• **PAGE EXCERPT**
##########

Vietnam Blockchain Week19/03/2018

On the 7th and 8th of March 2018, Camille Borcy, intern at AWEX office in Saigon, attended the first major conference about blockchain in Ho Chi Minh City, Vietnam. The Infinity Blockchain Lab, host of the event, welcomed world's tech leaders, well-known blockchain experts, brilliant entrepreneurs and other public figures coming from all over the world to let them share their knowledge about different subjects related, be it closely or loosely, to blockchain.

What is blockchain all about?

The blockchain technology is actually a software platform for digital assets. As its name suggests, it is a chain of blocks that contains information. By using maths and cryptography, blockchain provides an open, decentralised database of every transaction involving value (money, goods, property, etc.). It implies that there is no use of a central entity to manage the chain, but the use of a peer-to-peer network and so, each member of the community can verify the authenticity of the record. Anyone having access to the Internet can get involved in blockchain based transactions. There are two types of blockchains: the private and the public blockchain. Both are decentralised peer-to-peer networks and guarantee the immutability of the ledger. The difference between them lies in the participants in the network. A public blockchain allows anyone to participate and is completely open while in a private blockchain the person needs to obtain an invitation to join the network and must then be validated.

##########

• **REQUIREMENT 1**
For the Vietnam Blockchain Week page, decide whether each statement agrees with it. Answer yes or no for each, and quote the deciding words from the page: (a) The conference was held in Ho Chi Minh City. (b) Joining a public blockchain requires an invitation. (c) Blockchain uses a central entity to manage the chain.
• **REQUIREMENT 2**
According to the Vietnam Blockchain Week page, who hosted the event?
• **REQUIREMENT 3**
Update a passage of the Vietnam Blockchain Week page, beginning at the words "On the 7th and" and stopping after "loosely, to blockchain.". Replace "tech leaders" with "technology leaders".

##########

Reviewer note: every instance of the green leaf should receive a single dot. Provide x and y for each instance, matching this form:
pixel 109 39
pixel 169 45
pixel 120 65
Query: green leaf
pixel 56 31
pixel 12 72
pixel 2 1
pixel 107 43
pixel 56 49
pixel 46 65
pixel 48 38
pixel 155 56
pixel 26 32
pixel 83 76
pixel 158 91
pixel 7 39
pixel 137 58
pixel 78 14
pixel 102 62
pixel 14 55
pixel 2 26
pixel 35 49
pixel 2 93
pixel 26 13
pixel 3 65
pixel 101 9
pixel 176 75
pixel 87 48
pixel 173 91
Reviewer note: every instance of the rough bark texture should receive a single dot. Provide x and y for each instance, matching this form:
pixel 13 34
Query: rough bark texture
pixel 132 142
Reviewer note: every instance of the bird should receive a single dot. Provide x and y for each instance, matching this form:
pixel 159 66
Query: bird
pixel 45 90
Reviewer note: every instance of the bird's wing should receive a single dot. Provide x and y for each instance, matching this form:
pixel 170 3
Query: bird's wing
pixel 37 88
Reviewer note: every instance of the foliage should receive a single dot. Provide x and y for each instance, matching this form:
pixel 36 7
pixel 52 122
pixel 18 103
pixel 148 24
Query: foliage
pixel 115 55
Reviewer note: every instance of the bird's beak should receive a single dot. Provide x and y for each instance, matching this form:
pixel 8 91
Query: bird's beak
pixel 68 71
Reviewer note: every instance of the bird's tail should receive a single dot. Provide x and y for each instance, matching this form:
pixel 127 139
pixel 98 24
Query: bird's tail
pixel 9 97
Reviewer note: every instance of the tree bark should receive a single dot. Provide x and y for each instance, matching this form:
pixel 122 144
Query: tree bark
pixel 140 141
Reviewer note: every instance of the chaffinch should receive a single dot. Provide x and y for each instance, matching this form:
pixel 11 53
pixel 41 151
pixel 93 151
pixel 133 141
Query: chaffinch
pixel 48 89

##########

• **EXERCISE RESPONSE 1**
(a) Yes: "attended the first major conference about blockchain in Ho Chi Minh City, Vietnam"
(b) No: "A public blockchain allows anyone to participate and is completely open"
(c) No: "there is no use of a central entity to manage the chain"

• **EXERCISE RESPONSE 2**
The Infinity Blockchain Lab.

• **EXERCISE RESPONSE 3**
On the 7th and 8th of March 2018, Camille Borcy, intern at AWEX office in Saigon, attended the first major conference about blockchain in Ho Chi Minh City, Vietnam. The Infinity Blockchain Lab, host of the event, welcomed world's technology leaders, well-known blockchain experts, brilliant entrepreneurs and other public figures coming from all over the world to let them share their knowledge about different subjects related, be it closely or loosely, to blockchain.